[Start Material for this task]
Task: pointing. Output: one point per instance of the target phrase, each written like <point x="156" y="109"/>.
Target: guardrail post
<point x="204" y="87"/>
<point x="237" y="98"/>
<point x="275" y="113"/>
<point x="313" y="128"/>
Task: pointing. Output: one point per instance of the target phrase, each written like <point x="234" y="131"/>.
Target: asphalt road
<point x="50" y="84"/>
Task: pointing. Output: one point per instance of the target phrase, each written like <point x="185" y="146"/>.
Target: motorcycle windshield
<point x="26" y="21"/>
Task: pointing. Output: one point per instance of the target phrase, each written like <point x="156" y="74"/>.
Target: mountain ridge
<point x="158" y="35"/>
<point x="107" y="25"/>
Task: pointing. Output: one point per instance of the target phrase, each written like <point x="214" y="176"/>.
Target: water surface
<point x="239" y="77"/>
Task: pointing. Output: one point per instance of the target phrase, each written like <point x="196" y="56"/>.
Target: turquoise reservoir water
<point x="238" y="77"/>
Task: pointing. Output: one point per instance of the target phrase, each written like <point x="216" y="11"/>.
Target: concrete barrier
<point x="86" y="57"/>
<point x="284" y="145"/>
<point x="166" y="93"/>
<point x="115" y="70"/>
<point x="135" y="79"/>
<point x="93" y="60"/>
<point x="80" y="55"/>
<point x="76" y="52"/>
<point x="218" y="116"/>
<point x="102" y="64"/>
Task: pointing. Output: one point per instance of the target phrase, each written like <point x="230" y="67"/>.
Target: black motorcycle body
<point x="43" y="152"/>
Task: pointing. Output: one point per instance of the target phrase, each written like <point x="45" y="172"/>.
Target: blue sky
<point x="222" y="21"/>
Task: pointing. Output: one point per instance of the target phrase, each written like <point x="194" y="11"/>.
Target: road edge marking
[End Material for this task]
> Goal:
Exactly as written above, please repeat the entries.

> Finished exercise:
Task: pointing. Output: one point per instance of the target phrase, each written like <point x="156" y="109"/>.
Target: guardrail post
<point x="204" y="87"/>
<point x="237" y="98"/>
<point x="275" y="113"/>
<point x="313" y="128"/>
Task: pointing. Output: one point per instance of the target phrase, each written like <point x="234" y="131"/>.
Target: asphalt road
<point x="50" y="84"/>
Task: pointing. Output: one point per instance of the target phrase, each written like <point x="185" y="146"/>.
Target: motorcycle windshield
<point x="26" y="21"/>
Task: pointing. Output: one point per instance of the target phrase, each written like <point x="156" y="74"/>.
Target: mountain ridge
<point x="158" y="35"/>
<point x="107" y="25"/>
Task: pointing. Output: one point per instance of the target phrase, each written like <point x="214" y="176"/>.
Target: water surface
<point x="239" y="77"/>
Task: pointing. Output: one point per instance of the target phrase, each written like <point x="196" y="56"/>.
Target: turquoise reservoir water
<point x="238" y="77"/>
Task: pointing. Output: one point per instance of the target phrase, each written like <point x="216" y="11"/>.
Target: concrete barrier
<point x="86" y="57"/>
<point x="284" y="145"/>
<point x="166" y="93"/>
<point x="115" y="70"/>
<point x="135" y="79"/>
<point x="93" y="60"/>
<point x="80" y="55"/>
<point x="76" y="52"/>
<point x="218" y="116"/>
<point x="102" y="64"/>
Task: pointing. Output: one point per instance of the target phrase, each written like <point x="230" y="67"/>.
Target: black motorcycle body
<point x="43" y="152"/>
Task: pointing. Output: one point per instance of the target phrase, each written like <point x="45" y="172"/>.
Target: blue sky
<point x="222" y="21"/>
Task: pointing. Output: one point per instance of the target phrase, each written like <point x="194" y="11"/>.
Target: road edge marking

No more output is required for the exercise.